*EXERCISE GOAL*: Return each line of the material below that contains the word "window".

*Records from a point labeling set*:
■ ■ ■ ■ ■ ■ ■

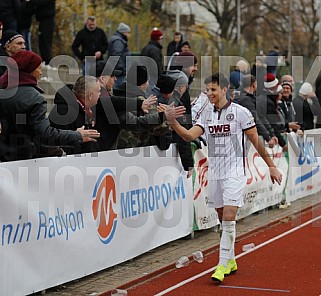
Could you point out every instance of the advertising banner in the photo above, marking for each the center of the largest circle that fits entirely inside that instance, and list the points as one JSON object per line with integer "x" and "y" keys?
{"x": 304, "y": 177}
{"x": 64, "y": 218}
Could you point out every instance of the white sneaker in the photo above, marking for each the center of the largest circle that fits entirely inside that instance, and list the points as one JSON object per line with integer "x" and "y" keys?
{"x": 48, "y": 67}
{"x": 46, "y": 79}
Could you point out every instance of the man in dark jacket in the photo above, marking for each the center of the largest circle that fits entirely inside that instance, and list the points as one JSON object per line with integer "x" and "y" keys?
{"x": 72, "y": 110}
{"x": 114, "y": 113}
{"x": 118, "y": 46}
{"x": 93, "y": 42}
{"x": 12, "y": 42}
{"x": 187, "y": 63}
{"x": 26, "y": 13}
{"x": 154, "y": 50}
{"x": 175, "y": 45}
{"x": 24, "y": 109}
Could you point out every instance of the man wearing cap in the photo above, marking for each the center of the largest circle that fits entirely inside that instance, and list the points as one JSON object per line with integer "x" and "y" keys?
{"x": 24, "y": 109}
{"x": 11, "y": 43}
{"x": 73, "y": 109}
{"x": 268, "y": 107}
{"x": 154, "y": 49}
{"x": 118, "y": 46}
{"x": 307, "y": 108}
{"x": 93, "y": 42}
{"x": 248, "y": 100}
{"x": 286, "y": 101}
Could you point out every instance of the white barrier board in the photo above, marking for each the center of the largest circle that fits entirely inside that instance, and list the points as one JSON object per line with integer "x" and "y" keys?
{"x": 64, "y": 218}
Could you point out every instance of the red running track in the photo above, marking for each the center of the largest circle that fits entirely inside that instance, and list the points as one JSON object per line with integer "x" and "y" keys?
{"x": 285, "y": 261}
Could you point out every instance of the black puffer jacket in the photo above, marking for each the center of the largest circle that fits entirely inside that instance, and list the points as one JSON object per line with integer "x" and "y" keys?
{"x": 154, "y": 50}
{"x": 24, "y": 109}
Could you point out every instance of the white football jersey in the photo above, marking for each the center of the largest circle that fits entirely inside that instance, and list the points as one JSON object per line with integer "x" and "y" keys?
{"x": 224, "y": 130}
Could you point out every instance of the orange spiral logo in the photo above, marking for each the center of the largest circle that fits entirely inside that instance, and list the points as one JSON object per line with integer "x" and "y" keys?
{"x": 104, "y": 199}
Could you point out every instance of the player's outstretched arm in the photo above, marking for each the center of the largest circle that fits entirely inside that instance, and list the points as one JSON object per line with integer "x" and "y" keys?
{"x": 188, "y": 135}
{"x": 275, "y": 174}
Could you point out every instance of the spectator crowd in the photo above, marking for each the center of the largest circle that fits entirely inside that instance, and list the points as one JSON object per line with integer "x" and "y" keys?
{"x": 115, "y": 104}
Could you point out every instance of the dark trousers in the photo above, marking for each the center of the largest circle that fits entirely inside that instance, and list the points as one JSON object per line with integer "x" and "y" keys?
{"x": 45, "y": 31}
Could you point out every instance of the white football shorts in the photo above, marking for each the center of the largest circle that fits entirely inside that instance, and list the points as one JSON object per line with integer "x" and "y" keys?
{"x": 226, "y": 192}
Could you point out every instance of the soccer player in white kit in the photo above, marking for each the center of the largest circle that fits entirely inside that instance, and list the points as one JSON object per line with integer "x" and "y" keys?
{"x": 226, "y": 126}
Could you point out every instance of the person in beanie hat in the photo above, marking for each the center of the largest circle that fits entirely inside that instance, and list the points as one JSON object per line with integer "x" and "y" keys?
{"x": 307, "y": 107}
{"x": 175, "y": 44}
{"x": 135, "y": 86}
{"x": 268, "y": 108}
{"x": 11, "y": 43}
{"x": 123, "y": 28}
{"x": 271, "y": 84}
{"x": 24, "y": 108}
{"x": 27, "y": 65}
{"x": 156, "y": 34}
{"x": 118, "y": 46}
{"x": 84, "y": 39}
{"x": 286, "y": 101}
{"x": 154, "y": 50}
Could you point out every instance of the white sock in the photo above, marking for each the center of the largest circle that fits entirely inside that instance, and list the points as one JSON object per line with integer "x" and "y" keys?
{"x": 227, "y": 241}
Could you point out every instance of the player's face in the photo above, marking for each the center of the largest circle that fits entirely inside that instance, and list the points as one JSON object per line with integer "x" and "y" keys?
{"x": 215, "y": 93}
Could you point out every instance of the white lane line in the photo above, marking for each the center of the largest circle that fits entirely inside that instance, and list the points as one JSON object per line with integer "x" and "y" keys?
{"x": 258, "y": 289}
{"x": 182, "y": 283}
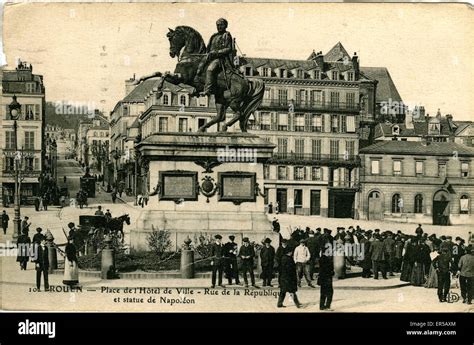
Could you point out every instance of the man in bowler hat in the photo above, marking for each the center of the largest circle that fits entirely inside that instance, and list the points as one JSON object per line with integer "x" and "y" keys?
{"x": 217, "y": 256}
{"x": 230, "y": 253}
{"x": 267, "y": 256}
{"x": 246, "y": 254}
{"x": 42, "y": 264}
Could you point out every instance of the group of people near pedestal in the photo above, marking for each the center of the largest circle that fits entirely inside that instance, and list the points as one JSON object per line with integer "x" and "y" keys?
{"x": 290, "y": 261}
{"x": 37, "y": 250}
{"x": 420, "y": 259}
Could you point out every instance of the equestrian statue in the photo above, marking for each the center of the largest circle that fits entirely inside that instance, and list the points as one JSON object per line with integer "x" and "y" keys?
{"x": 212, "y": 70}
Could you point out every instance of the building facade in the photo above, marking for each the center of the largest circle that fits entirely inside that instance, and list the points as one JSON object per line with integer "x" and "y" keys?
{"x": 30, "y": 92}
{"x": 422, "y": 181}
{"x": 315, "y": 111}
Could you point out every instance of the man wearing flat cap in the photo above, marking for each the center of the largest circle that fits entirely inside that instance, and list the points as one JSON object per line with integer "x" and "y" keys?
{"x": 267, "y": 256}
{"x": 217, "y": 257}
{"x": 230, "y": 253}
{"x": 246, "y": 254}
{"x": 301, "y": 256}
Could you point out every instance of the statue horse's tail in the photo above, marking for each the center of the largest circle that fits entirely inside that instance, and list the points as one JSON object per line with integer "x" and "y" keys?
{"x": 252, "y": 100}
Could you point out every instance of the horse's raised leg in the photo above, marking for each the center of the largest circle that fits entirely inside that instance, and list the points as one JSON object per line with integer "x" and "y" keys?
{"x": 233, "y": 120}
{"x": 220, "y": 109}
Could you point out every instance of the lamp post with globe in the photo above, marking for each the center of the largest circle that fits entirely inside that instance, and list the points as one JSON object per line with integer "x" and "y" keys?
{"x": 15, "y": 109}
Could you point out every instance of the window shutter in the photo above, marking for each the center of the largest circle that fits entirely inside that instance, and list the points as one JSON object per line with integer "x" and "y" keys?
{"x": 290, "y": 121}
{"x": 327, "y": 123}
{"x": 350, "y": 123}
{"x": 307, "y": 121}
{"x": 274, "y": 123}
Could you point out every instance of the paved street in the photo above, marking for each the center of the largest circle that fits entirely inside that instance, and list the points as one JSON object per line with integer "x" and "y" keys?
{"x": 371, "y": 297}
{"x": 351, "y": 295}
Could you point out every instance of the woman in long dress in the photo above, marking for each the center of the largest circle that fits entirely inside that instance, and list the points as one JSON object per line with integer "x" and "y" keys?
{"x": 432, "y": 281}
{"x": 23, "y": 243}
{"x": 407, "y": 263}
{"x": 418, "y": 271}
{"x": 71, "y": 272}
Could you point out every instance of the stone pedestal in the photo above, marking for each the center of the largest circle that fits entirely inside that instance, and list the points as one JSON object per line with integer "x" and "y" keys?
{"x": 204, "y": 184}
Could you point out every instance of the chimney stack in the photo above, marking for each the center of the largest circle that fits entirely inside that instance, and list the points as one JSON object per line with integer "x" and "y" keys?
{"x": 320, "y": 60}
{"x": 355, "y": 64}
{"x": 409, "y": 119}
{"x": 129, "y": 85}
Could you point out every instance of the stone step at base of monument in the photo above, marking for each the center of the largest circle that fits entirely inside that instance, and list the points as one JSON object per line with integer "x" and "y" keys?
{"x": 194, "y": 225}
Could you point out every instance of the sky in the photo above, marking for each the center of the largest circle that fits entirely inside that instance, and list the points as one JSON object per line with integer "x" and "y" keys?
{"x": 86, "y": 51}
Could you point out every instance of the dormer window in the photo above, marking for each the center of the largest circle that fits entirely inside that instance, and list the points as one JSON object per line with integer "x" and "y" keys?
{"x": 395, "y": 130}
{"x": 166, "y": 99}
{"x": 183, "y": 100}
{"x": 434, "y": 127}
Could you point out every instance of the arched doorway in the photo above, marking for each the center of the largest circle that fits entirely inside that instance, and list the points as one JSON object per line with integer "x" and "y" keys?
{"x": 441, "y": 208}
{"x": 375, "y": 206}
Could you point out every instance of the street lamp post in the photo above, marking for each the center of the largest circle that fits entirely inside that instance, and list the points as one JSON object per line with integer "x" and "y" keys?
{"x": 15, "y": 108}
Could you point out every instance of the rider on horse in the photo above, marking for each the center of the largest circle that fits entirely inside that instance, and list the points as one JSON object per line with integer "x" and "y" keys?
{"x": 220, "y": 55}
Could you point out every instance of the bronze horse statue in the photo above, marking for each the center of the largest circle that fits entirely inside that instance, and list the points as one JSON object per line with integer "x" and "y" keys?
{"x": 242, "y": 95}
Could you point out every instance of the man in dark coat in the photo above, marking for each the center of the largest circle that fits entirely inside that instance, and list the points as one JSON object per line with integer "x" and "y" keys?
{"x": 326, "y": 272}
{"x": 378, "y": 256}
{"x": 219, "y": 53}
{"x": 389, "y": 246}
{"x": 42, "y": 264}
{"x": 275, "y": 225}
{"x": 366, "y": 261}
{"x": 23, "y": 245}
{"x": 5, "y": 219}
{"x": 38, "y": 237}
{"x": 217, "y": 255}
{"x": 313, "y": 245}
{"x": 246, "y": 254}
{"x": 443, "y": 264}
{"x": 230, "y": 253}
{"x": 279, "y": 253}
{"x": 287, "y": 277}
{"x": 458, "y": 250}
{"x": 25, "y": 226}
{"x": 419, "y": 231}
{"x": 267, "y": 256}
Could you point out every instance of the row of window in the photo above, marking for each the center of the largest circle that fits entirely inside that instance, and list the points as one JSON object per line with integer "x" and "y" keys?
{"x": 316, "y": 145}
{"x": 397, "y": 168}
{"x": 303, "y": 122}
{"x": 160, "y": 124}
{"x": 300, "y": 173}
{"x": 398, "y": 203}
{"x": 29, "y": 142}
{"x": 27, "y": 112}
{"x": 27, "y": 164}
{"x": 298, "y": 73}
{"x": 313, "y": 96}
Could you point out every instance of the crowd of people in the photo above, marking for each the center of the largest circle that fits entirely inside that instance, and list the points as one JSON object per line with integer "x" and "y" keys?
{"x": 291, "y": 263}
{"x": 420, "y": 259}
{"x": 37, "y": 250}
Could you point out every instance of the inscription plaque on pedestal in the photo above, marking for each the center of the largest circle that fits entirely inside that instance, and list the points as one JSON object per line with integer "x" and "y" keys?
{"x": 237, "y": 186}
{"x": 178, "y": 185}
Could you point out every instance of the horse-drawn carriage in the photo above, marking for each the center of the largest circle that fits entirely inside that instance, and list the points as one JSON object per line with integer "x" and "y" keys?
{"x": 97, "y": 229}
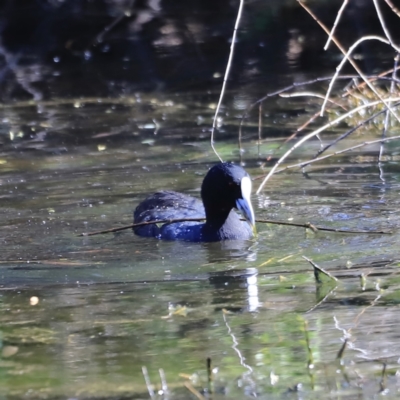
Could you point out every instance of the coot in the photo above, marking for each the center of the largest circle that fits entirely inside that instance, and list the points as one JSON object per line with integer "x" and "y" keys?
{"x": 225, "y": 187}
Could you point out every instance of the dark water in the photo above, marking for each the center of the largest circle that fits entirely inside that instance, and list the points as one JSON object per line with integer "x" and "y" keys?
{"x": 95, "y": 317}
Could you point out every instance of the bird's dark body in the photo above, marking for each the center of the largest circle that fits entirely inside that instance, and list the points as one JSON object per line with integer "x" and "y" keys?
{"x": 222, "y": 222}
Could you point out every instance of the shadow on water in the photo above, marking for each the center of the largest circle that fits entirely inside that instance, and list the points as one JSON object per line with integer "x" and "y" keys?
{"x": 81, "y": 316}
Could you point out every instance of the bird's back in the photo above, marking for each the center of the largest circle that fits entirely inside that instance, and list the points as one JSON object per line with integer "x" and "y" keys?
{"x": 167, "y": 205}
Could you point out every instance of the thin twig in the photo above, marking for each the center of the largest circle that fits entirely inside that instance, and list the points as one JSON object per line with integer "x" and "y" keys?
{"x": 148, "y": 383}
{"x": 316, "y": 132}
{"x": 318, "y": 269}
{"x": 387, "y": 116}
{"x": 383, "y": 25}
{"x": 235, "y": 344}
{"x": 228, "y": 68}
{"x": 307, "y": 225}
{"x": 348, "y": 58}
{"x": 350, "y": 131}
{"x": 338, "y": 16}
{"x": 351, "y": 61}
{"x": 305, "y": 163}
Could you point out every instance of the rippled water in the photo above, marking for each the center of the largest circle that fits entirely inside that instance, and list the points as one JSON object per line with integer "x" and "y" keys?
{"x": 82, "y": 316}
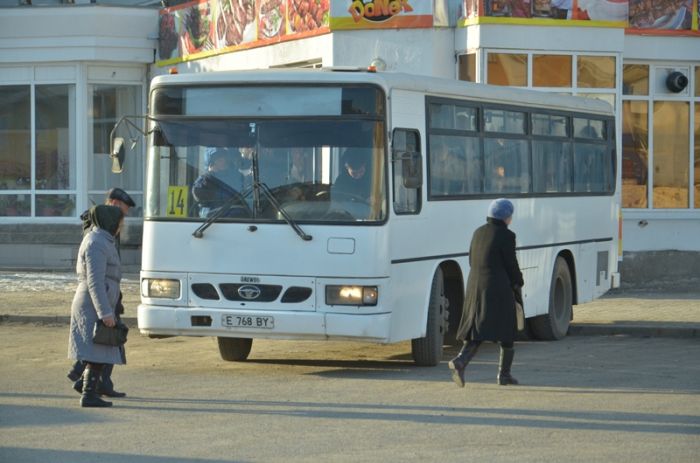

■ ■ ■ ■ ■ ■ ■

*RESULT OF THE EXERCISE*:
Could you point out every instance of the window shutter in the photo above, marking for each the center of the largest circle that fits entirely inside that instance, and list the points as one JSON object per line with integer "x" and "y" keys?
Could you point out every instance of the dormer window in the photo above, marking for each the center of the largest circle that fits entirely inside that instance, and list the points as one JSON object per line with integer "x" and "y" keys?
Could you point out every instance of the row of window in the photo above, marking for each the center of the largest circle that fits entirely inside that instance, and list the points as one JSON object per line with integer "x" and "y" keys?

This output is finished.